• **TASK OBJECTIVE**:
Replace every "thickest part" in the listing below with "widest part", and reproduce all the rest of the listing unchanged.

• **RECORDS PROVIDED**:
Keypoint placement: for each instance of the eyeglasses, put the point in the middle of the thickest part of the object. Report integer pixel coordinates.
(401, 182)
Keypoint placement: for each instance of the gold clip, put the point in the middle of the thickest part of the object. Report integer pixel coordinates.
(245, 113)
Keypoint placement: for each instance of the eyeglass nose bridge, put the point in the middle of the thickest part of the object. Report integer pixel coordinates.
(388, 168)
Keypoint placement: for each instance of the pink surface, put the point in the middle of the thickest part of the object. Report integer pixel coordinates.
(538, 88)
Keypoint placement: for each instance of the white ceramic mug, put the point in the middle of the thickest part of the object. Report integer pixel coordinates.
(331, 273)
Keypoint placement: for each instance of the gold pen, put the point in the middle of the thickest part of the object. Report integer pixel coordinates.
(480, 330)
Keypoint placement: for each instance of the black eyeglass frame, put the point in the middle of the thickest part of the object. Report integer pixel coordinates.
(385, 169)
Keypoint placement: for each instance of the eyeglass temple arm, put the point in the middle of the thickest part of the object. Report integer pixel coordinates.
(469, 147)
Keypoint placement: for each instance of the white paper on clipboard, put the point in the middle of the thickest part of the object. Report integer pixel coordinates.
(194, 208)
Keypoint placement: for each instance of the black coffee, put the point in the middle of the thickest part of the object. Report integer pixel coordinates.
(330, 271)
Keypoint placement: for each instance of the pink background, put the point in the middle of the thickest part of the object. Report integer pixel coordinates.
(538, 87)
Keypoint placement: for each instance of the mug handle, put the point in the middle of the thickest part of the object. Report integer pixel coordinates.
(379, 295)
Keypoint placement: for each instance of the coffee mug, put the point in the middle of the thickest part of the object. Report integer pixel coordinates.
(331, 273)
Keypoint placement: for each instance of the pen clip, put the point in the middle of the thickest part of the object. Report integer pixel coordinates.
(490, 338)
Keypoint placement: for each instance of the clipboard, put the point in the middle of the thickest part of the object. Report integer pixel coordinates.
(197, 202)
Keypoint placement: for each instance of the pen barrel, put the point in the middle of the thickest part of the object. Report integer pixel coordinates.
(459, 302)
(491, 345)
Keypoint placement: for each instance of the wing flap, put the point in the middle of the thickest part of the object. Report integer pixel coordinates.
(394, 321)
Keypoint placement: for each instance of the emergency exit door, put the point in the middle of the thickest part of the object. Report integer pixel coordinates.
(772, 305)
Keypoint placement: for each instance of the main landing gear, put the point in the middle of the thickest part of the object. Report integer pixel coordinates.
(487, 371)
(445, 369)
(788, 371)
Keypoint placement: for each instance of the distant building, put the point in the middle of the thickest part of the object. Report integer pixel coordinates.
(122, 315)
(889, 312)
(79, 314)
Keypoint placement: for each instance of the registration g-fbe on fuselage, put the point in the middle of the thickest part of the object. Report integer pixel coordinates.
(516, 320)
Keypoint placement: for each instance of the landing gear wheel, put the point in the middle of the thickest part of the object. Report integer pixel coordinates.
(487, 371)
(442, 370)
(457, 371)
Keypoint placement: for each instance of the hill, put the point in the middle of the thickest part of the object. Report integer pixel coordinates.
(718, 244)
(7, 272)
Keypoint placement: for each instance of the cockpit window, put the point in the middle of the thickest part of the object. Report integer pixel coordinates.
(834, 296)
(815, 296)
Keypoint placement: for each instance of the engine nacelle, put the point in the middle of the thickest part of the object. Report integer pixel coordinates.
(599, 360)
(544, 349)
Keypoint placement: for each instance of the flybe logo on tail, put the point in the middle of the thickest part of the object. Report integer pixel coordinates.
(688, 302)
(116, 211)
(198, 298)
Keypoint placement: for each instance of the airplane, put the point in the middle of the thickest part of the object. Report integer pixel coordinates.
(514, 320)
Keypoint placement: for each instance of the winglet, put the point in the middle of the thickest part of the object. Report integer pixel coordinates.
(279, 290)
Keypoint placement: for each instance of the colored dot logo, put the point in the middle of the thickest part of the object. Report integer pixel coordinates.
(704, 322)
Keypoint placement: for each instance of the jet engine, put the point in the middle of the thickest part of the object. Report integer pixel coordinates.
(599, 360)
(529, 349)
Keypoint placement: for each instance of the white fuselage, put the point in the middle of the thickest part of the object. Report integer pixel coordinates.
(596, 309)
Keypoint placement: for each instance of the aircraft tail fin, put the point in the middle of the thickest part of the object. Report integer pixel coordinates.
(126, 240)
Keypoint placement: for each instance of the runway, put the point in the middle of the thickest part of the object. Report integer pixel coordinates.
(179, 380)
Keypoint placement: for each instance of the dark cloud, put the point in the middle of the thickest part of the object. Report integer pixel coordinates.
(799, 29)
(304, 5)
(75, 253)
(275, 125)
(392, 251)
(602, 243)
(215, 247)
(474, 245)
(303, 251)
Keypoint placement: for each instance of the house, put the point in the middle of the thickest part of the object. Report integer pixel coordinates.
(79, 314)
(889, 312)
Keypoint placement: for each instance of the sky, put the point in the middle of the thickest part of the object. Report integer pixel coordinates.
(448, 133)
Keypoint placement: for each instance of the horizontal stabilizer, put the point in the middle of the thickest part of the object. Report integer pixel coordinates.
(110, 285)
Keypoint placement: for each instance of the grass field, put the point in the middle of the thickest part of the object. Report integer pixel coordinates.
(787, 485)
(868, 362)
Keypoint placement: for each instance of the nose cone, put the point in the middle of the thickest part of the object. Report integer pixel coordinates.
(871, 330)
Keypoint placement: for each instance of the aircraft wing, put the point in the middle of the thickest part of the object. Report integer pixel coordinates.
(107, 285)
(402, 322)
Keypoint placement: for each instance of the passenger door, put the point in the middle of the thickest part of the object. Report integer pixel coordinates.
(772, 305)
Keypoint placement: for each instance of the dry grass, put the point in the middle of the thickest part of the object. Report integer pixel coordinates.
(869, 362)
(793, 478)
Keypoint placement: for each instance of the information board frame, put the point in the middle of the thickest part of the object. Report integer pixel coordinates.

• **RESPONSE TO THIS EXERCISE**:
Keypoint placement: for each instance of the eyeglasses, put the point in the middle of the widest part of the object. Report integer pixel coordinates.
(401, 182)
Keypoint placement: for each instance of the gold clip, put the point in the middle of the widest part of the object. Report integer pixel coordinates.
(245, 113)
Keypoint placement: for each instance of the eyeglass nose bridge, put the point in the middle of the widest part of the object. Report integer pixel coordinates.
(388, 168)
Keypoint placement: for each instance of the pink surface, put the point in the middle of the widest part of the object. Report integer pixel coordinates.
(538, 88)
Keypoint placement: for each instance of the white ceramic mug, put the point in the middle of the widest part of the object. Report integer pixel coordinates.
(331, 273)
Keypoint placement: for each instance of the gold pen, put the point in the middle of the widest part of the object. Report integer pixel coordinates.
(480, 330)
Keypoint placement: for each instance of the black eyeglass frame, put the point in the middle of the widest part of the object. Report integer pixel coordinates.
(385, 169)
Keypoint placement: for each instance of the eyeglass temple arm, put the point in the middle of the widest part of the object. Report integer pixel coordinates.
(469, 147)
Keypoint placement: for each instance of the white paper on clipboard, put the point in the middle of the widest part of the object. Report integer pixel coordinates.
(194, 208)
Keypoint placement: for each instance of the black coffee, put the point in the middle of the widest part of the object. Report integer pixel coordinates.
(330, 271)
Keypoint placement: for each instance of the pink background, put the point in the middle of the widest part of the object. Report integer pixel coordinates.
(538, 87)
Keypoint placement: for each instance of the mug handle, put the point in the middle of the widest part of the object. Report integer pixel coordinates.
(379, 295)
Keypoint placement: for each instance of the coffee mug, put the point in the middle of the widest part of the object. Report integer pixel coordinates.
(331, 273)
Keypoint placement: for each instance of the pen clip, put the point in the middle of the widest part of the object. Report integer pixel coordinates.
(490, 338)
Keypoint placement: for each instance of the clipboard, put the point in the middle of the widest part of the object. Report integer pixel coordinates.
(197, 202)
Keypoint placement: for each instance of the pen barrel, put the point in the middle of the widest part of the object. Report integer pixel coordinates.
(459, 302)
(491, 345)
Keypoint placement: for each instance of the wing flap, put the point in the middle of the widest part of the object. Report integer pixel coordinates.
(394, 321)
Keypoint placement: for each instance of the emergency exit door, put the point in the middle of the widest part of the object. Report integer pixel coordinates.
(772, 305)
Keypoint placement: for each instance of the main landing gear, put the point in the middle of the widest part of the object. Report integer pixel coordinates.
(487, 371)
(445, 369)
(788, 371)
Keypoint placement: for each instance of the distant building, put the point in the middle of the widest part of the object. Report integer pixel coordinates.
(122, 315)
(889, 312)
(79, 314)
Keypoint placement: for each instance of the registration g-fbe on fuselage, put the point in the middle of the widest part of the object. Report integer pixel coordinates.
(516, 320)
Keypoint placement: for each instance of the landing gear wheel, put the point in the middle of the widest part of the object. Report integer pixel coordinates.
(487, 371)
(442, 370)
(457, 371)
Keypoint placement: for each instance of the hill, put the point in the middle of the widest part of the object. Report integer pixel coordinates.
(718, 244)
(7, 272)
Keypoint placement: for each instance of the cockpit window, put the point in the middle of the widest part of the object. Report integer pixel coordinates.
(834, 296)
(815, 296)
Keypoint placement: for each instance of the engine nacelle, put the point in the middle of the widest part of the object. Report integer pixel coordinates.
(599, 360)
(544, 349)
Keypoint placement: for each instance of the flybe logo on tail, put the point in the middle of the widest part of the object. Report integer pixel coordinates.
(688, 302)
(116, 211)
(198, 298)
Keypoint placement: for each instance of the airplane, put the point in the middle of the widest part of the object. Report integer pixel coordinates.
(514, 320)
Keypoint placement: for each instance of the winglet, put the point in the middle of the widest part of the object. Report integer pixel coordinates.
(279, 290)
Keypoint placement: for each instance of the colored dot logo, put the point in the middle of the widest part of the object. Report integer pixel coordinates.
(704, 322)
Keypoint placement: for each instance of the jet engine, put the point in the middle of the widest part of the object. Report integer pixel coordinates.
(599, 360)
(529, 349)
Keypoint placement: for each instance of the white fuselage, put the point in the middle of the widest part of the object. Report integer pixel coordinates.
(596, 309)
Keypoint placement: for each instance of the aircraft tail fin, put the point in the middle of the widest part of the object. Report integer pixel coordinates.
(126, 240)
Keypoint placement: for each instance of the runway, put the point in the middle of the widest part of the object. Report integer pixel coordinates.
(179, 380)
Keypoint placement: for each instance of the dark cloud, put the point in the middle of the widest part of the object. Report integer pixel coordinates.
(799, 29)
(304, 5)
(75, 253)
(275, 125)
(392, 251)
(602, 243)
(215, 247)
(474, 245)
(303, 251)
Keypoint placement: for each instance of the house, put the point in the middle of the widest part of the object. Report integer pixel coordinates.
(79, 314)
(889, 312)
Keypoint placement: for each instance of the sky, put the point in the middle of the widest part of the object. Report integer pixel coordinates.
(448, 133)
Keypoint placement: for each instance of the horizontal stabilizer, put the point in the middle of the widest part of the object. Report integer pixel coordinates.
(110, 285)
Keypoint placement: for each instance of the grass field, put the point in the middle of the widest part of the object. Report integer pixel coordinates.
(787, 485)
(868, 362)
Keypoint placement: for each instance of the nose cone, put the point in the middle of the widest part of the object. Report integer pixel coordinates.
(871, 330)
Keypoint placement: for each instance of the aircraft wing, put the point in the middle of the widest part of the object. Report integer pixel coordinates.
(107, 285)
(402, 322)
Keypoint placement: for each instance of the passenger door, put the point in the middle of the widest part of the object. Report integer pixel coordinates.
(772, 305)
Keypoint placement: for each instance of the dry grass, put the point in the middle of the widest part of the object. Report integer pixel coordinates.
(869, 362)
(793, 478)
Keypoint placement: for each instance of the information board frame, put the point in the middle of the widest part of the object. Report integer pixel coordinates.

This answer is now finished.